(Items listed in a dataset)
------------------------

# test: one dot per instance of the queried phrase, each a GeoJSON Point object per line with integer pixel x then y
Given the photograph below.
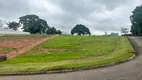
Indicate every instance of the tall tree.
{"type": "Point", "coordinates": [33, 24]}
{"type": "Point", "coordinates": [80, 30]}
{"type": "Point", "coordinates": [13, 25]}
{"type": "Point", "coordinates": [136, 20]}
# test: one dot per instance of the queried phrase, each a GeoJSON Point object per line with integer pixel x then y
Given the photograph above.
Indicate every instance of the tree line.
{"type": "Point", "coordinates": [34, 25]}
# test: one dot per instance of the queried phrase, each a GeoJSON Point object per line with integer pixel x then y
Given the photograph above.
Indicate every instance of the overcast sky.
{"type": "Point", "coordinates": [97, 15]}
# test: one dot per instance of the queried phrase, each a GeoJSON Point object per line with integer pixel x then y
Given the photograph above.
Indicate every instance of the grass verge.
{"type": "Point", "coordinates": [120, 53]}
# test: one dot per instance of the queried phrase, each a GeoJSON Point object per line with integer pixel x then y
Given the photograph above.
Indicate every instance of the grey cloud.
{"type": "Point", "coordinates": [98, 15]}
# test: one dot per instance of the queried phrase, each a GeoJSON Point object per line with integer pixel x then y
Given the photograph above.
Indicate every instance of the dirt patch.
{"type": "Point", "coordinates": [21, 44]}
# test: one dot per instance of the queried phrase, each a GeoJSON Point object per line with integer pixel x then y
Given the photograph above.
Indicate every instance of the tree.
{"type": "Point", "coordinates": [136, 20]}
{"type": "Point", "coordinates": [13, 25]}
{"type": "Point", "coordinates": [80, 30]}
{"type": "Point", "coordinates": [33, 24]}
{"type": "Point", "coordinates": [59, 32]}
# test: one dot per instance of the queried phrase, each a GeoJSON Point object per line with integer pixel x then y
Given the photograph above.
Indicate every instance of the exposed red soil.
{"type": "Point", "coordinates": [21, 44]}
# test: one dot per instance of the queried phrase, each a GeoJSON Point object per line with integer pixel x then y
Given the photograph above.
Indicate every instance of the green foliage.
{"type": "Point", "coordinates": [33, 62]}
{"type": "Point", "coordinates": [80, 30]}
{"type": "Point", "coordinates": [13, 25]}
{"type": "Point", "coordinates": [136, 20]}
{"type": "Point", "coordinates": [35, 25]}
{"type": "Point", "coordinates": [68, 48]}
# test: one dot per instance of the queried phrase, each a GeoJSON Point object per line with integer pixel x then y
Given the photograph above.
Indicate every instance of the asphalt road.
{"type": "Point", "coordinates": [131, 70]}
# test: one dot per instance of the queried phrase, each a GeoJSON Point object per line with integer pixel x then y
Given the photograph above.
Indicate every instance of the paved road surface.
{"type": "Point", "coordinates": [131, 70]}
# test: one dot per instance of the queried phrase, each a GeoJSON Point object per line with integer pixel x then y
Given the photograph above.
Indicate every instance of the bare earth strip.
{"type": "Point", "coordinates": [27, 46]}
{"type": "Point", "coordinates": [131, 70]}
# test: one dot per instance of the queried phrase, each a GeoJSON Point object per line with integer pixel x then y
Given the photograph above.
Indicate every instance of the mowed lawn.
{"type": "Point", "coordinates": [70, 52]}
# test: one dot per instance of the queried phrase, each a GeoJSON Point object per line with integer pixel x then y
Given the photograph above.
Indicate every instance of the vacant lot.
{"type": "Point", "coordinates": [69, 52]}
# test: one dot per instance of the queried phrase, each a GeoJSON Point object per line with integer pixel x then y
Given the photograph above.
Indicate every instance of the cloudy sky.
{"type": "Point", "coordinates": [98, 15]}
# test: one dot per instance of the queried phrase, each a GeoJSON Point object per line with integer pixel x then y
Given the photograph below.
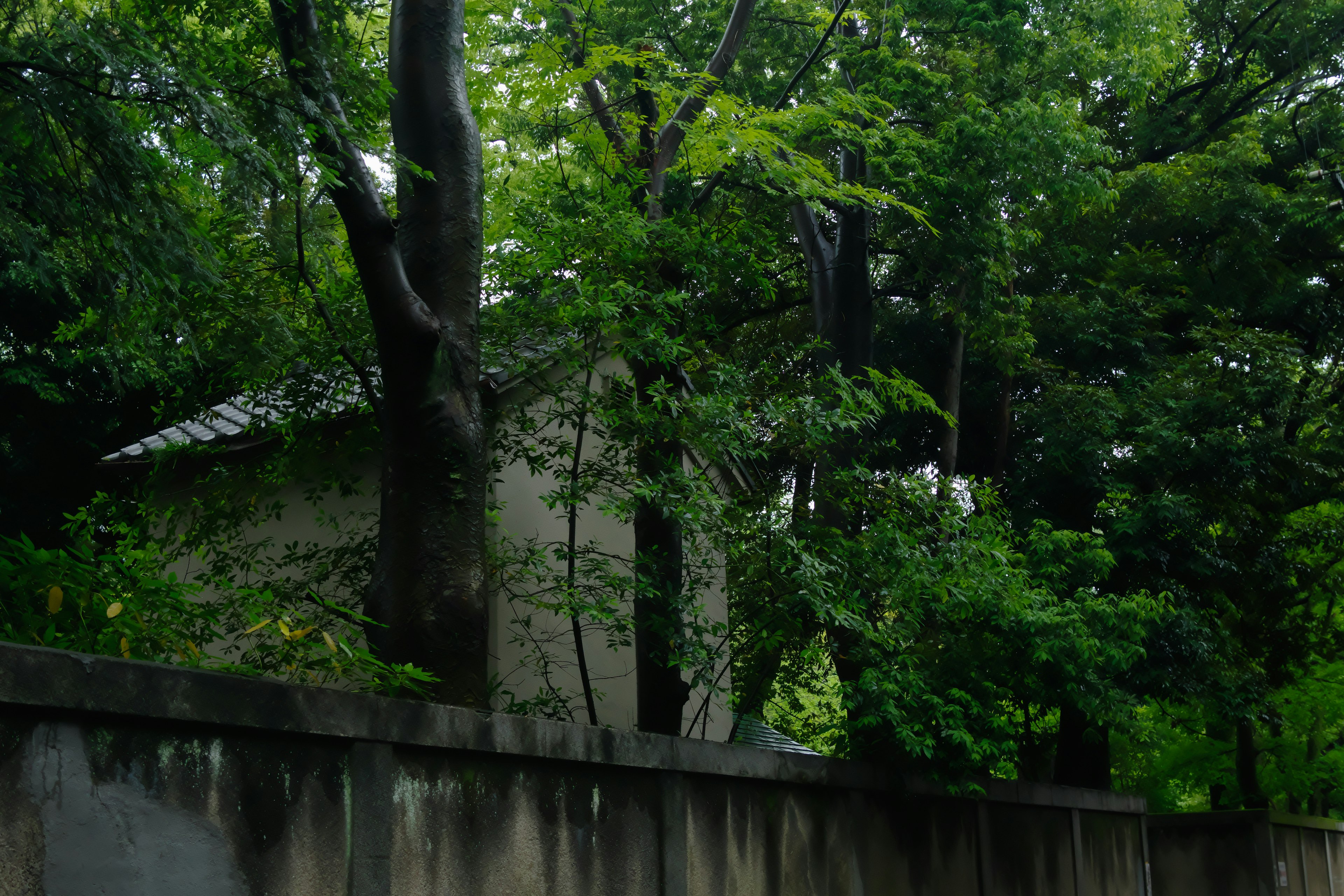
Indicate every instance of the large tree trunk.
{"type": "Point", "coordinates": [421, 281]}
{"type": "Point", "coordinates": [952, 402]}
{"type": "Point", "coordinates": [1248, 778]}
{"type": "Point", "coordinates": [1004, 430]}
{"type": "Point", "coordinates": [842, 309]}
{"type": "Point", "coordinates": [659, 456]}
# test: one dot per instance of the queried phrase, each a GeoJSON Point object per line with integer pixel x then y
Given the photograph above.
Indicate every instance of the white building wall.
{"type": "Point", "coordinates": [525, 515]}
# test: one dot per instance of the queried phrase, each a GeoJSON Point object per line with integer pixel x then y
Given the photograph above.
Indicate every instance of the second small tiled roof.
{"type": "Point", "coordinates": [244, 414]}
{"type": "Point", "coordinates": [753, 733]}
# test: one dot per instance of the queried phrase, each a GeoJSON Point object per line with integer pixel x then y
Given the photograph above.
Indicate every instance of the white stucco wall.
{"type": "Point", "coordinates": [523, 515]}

------------------------

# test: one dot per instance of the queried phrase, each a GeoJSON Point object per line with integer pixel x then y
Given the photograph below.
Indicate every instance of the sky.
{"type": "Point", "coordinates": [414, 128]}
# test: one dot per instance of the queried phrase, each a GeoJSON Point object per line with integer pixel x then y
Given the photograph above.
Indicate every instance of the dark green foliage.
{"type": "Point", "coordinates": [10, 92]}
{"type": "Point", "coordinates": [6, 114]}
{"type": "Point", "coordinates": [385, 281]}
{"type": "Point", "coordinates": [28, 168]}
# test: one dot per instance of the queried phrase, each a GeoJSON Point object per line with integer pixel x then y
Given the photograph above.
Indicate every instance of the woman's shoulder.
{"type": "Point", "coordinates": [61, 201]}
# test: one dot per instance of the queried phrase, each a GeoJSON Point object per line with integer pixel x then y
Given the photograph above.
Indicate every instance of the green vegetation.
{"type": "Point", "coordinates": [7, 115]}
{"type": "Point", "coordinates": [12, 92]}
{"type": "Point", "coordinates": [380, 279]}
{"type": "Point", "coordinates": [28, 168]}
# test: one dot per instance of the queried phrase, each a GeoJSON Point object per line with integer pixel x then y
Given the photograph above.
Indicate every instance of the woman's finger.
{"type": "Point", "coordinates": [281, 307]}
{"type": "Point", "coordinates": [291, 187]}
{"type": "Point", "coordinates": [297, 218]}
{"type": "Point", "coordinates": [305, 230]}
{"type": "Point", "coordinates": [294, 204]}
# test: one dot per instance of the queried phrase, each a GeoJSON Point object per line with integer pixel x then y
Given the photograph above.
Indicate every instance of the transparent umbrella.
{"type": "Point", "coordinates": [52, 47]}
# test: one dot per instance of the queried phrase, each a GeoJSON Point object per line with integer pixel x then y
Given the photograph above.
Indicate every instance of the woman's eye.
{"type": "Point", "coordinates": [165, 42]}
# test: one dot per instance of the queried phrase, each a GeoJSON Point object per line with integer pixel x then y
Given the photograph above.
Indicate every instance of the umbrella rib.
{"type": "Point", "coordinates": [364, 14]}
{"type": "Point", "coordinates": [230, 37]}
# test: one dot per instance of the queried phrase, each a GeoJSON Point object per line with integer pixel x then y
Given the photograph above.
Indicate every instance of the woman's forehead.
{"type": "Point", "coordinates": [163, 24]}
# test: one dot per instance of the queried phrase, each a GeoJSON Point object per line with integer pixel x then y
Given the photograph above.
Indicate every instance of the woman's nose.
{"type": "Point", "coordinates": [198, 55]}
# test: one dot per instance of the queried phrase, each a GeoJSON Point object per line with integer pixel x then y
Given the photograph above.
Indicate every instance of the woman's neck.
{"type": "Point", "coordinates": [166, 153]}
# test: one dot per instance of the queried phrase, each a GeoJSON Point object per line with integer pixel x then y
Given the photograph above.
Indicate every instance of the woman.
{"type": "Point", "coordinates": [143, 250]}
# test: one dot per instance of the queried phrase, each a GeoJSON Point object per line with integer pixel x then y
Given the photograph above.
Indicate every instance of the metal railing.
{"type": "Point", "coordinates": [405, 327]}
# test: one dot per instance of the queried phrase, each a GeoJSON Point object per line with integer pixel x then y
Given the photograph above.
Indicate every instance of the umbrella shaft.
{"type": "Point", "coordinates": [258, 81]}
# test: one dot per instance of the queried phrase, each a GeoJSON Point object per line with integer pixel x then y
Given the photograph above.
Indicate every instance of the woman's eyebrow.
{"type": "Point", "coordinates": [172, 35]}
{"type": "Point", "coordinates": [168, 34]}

------------------------

> **What the task requires**
Extract every line above that contains the word "woman". Case counts.

> **Exercise answer**
Indicate every instance of the woman's shoulder.
Indicate every instance of the woman's finger.
Indicate every instance of the woman's eye.
Indicate every instance of the woman's forehead.
Indicate every instance of the woman's nose.
Indicate every instance of the woman's neck.
Indicate every instance of the woman.
Indicate every instance of the woman's eyebrow.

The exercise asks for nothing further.